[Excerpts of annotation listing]
* * *

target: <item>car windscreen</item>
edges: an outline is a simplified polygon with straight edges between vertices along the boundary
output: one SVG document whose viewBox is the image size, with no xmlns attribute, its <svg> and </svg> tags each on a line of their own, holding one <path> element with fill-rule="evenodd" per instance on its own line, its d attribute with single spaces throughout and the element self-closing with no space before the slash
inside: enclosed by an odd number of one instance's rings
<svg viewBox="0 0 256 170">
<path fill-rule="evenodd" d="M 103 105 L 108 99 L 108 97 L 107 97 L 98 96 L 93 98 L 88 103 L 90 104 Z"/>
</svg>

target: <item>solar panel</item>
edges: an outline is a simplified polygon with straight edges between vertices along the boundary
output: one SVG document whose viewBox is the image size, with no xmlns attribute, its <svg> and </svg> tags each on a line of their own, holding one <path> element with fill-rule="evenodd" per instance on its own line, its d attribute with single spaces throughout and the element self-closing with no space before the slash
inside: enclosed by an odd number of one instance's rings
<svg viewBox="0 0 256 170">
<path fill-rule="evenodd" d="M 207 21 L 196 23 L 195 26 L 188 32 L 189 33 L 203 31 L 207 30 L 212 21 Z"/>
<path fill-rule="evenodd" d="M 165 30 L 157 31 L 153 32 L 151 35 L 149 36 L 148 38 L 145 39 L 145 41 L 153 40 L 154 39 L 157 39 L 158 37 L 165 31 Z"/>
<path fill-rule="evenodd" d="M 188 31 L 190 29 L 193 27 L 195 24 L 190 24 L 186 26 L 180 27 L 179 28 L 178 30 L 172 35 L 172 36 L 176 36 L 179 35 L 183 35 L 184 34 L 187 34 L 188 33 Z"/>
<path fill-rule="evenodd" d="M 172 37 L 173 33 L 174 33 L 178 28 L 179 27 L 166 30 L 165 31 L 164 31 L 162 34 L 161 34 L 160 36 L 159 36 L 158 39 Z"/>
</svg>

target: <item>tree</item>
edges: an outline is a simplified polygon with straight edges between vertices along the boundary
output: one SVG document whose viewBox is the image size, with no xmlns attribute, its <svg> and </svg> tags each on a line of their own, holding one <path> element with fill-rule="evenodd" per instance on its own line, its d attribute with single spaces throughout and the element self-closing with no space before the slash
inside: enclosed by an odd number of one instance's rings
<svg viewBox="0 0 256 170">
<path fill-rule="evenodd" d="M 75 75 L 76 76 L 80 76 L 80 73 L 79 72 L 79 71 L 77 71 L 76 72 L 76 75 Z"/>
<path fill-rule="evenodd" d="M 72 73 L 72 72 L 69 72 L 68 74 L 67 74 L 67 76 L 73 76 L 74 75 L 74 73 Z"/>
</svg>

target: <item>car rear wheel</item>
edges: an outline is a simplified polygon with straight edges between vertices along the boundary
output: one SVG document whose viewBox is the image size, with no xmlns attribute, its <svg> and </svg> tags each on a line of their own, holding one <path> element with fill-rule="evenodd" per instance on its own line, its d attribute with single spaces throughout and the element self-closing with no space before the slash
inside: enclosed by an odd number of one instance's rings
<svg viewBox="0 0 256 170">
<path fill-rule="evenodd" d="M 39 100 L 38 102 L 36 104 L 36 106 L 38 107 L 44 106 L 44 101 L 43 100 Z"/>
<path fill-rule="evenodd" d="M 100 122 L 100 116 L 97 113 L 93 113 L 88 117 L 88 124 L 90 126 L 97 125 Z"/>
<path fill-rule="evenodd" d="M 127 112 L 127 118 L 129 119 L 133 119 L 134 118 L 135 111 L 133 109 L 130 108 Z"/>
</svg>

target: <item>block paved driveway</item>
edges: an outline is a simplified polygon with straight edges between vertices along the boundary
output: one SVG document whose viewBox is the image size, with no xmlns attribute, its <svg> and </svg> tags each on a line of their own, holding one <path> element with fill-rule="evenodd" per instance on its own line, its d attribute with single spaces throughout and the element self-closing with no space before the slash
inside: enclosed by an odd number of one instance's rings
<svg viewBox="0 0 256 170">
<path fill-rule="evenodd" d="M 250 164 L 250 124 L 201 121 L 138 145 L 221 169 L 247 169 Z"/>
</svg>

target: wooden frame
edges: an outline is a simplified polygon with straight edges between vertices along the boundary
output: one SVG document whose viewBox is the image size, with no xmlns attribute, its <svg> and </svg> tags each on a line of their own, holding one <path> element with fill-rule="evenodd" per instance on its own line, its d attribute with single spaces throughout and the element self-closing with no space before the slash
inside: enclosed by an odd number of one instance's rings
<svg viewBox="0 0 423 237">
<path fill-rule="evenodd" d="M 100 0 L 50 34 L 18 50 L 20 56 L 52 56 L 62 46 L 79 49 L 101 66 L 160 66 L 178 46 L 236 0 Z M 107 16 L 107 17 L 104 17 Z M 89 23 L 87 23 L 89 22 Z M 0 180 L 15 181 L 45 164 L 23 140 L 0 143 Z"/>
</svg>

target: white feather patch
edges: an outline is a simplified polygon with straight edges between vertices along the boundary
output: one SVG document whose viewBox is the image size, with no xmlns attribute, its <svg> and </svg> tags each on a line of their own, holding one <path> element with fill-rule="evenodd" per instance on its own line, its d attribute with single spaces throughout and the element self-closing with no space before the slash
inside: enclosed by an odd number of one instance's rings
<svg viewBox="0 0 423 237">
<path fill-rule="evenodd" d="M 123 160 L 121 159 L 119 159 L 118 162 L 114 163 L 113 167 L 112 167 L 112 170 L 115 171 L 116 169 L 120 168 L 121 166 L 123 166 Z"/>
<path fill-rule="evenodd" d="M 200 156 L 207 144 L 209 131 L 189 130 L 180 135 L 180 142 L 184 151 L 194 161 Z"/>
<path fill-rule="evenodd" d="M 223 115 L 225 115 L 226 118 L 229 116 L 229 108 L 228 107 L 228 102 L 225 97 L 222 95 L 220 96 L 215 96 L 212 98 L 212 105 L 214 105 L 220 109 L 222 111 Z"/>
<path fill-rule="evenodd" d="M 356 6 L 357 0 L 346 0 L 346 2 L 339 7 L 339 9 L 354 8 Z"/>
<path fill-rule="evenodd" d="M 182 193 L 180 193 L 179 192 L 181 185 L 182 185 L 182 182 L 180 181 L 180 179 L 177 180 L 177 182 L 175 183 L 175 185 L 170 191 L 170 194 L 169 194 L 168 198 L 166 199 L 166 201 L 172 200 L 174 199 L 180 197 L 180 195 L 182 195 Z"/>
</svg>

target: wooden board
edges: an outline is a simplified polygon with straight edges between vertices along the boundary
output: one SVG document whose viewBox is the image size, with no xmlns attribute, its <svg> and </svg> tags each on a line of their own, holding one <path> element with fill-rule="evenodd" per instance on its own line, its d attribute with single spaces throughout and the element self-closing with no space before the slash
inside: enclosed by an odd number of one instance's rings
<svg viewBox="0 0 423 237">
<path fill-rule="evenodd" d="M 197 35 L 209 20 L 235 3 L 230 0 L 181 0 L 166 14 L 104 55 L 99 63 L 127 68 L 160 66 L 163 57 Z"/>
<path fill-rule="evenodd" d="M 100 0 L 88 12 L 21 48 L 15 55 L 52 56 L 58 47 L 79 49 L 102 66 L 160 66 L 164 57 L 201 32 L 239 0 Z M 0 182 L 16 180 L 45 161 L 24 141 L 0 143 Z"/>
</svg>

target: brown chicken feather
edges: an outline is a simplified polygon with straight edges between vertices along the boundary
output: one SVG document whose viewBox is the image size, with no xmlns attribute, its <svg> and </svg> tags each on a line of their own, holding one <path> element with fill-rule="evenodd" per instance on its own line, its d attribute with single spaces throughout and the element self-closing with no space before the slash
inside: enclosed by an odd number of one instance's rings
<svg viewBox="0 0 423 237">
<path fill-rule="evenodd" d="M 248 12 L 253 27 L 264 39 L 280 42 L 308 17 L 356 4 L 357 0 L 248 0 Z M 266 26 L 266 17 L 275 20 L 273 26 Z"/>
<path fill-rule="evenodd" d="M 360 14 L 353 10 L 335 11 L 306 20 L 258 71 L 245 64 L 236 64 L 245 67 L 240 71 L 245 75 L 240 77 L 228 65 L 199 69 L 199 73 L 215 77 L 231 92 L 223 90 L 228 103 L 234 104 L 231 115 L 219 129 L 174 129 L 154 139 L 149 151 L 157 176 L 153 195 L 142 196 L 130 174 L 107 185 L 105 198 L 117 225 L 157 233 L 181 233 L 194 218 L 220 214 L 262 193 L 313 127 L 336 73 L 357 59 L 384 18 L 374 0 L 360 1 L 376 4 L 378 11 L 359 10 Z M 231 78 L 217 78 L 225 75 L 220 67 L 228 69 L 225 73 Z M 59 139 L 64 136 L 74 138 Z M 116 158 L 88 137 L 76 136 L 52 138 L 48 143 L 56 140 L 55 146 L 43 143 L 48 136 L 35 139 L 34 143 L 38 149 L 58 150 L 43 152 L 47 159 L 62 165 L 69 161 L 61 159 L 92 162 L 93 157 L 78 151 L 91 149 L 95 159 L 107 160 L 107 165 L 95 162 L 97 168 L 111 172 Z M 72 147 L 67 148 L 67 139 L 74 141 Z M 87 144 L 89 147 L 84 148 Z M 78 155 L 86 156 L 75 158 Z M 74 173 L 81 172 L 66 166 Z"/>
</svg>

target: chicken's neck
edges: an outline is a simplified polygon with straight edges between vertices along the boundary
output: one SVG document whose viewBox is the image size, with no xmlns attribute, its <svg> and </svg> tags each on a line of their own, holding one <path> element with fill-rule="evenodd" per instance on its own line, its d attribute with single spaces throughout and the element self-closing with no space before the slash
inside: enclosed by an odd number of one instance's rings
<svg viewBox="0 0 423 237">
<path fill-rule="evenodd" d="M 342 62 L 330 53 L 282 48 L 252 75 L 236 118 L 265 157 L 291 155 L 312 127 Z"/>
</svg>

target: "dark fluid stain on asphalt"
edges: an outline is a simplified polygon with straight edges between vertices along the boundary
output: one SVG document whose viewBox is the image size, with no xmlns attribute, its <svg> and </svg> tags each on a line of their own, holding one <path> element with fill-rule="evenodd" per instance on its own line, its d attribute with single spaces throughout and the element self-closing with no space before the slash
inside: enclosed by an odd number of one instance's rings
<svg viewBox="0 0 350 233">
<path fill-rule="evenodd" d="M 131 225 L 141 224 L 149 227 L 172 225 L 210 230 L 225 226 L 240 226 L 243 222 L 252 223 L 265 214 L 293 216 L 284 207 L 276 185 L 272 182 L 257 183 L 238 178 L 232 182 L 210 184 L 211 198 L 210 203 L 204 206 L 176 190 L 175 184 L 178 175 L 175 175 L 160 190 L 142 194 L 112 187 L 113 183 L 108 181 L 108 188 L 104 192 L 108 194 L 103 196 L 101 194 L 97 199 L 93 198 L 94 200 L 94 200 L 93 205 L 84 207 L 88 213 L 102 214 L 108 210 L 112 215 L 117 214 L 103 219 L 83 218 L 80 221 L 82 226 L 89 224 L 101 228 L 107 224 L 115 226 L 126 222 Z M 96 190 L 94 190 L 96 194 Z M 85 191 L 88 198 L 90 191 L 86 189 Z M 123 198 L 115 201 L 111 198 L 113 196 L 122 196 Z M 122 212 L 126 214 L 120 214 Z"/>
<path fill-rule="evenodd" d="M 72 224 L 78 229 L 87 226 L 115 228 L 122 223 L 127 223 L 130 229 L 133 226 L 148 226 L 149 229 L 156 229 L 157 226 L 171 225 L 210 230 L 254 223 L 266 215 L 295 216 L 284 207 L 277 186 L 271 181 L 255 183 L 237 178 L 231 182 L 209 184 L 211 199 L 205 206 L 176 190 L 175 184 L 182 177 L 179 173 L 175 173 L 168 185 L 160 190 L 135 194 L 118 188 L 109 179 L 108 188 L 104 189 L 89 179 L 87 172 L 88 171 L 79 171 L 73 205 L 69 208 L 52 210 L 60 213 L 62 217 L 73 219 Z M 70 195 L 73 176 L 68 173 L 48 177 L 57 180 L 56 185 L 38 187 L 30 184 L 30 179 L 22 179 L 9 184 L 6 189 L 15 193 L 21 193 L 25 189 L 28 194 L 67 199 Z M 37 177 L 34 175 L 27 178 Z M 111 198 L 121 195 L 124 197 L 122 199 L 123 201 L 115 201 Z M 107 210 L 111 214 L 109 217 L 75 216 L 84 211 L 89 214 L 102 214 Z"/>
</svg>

* * *

| THE PROBLEM |
Pull out every line of the listing that contains the string "feather", matching case exactly.

| THE ANSWER |
target: white feather patch
target: brown chicken feather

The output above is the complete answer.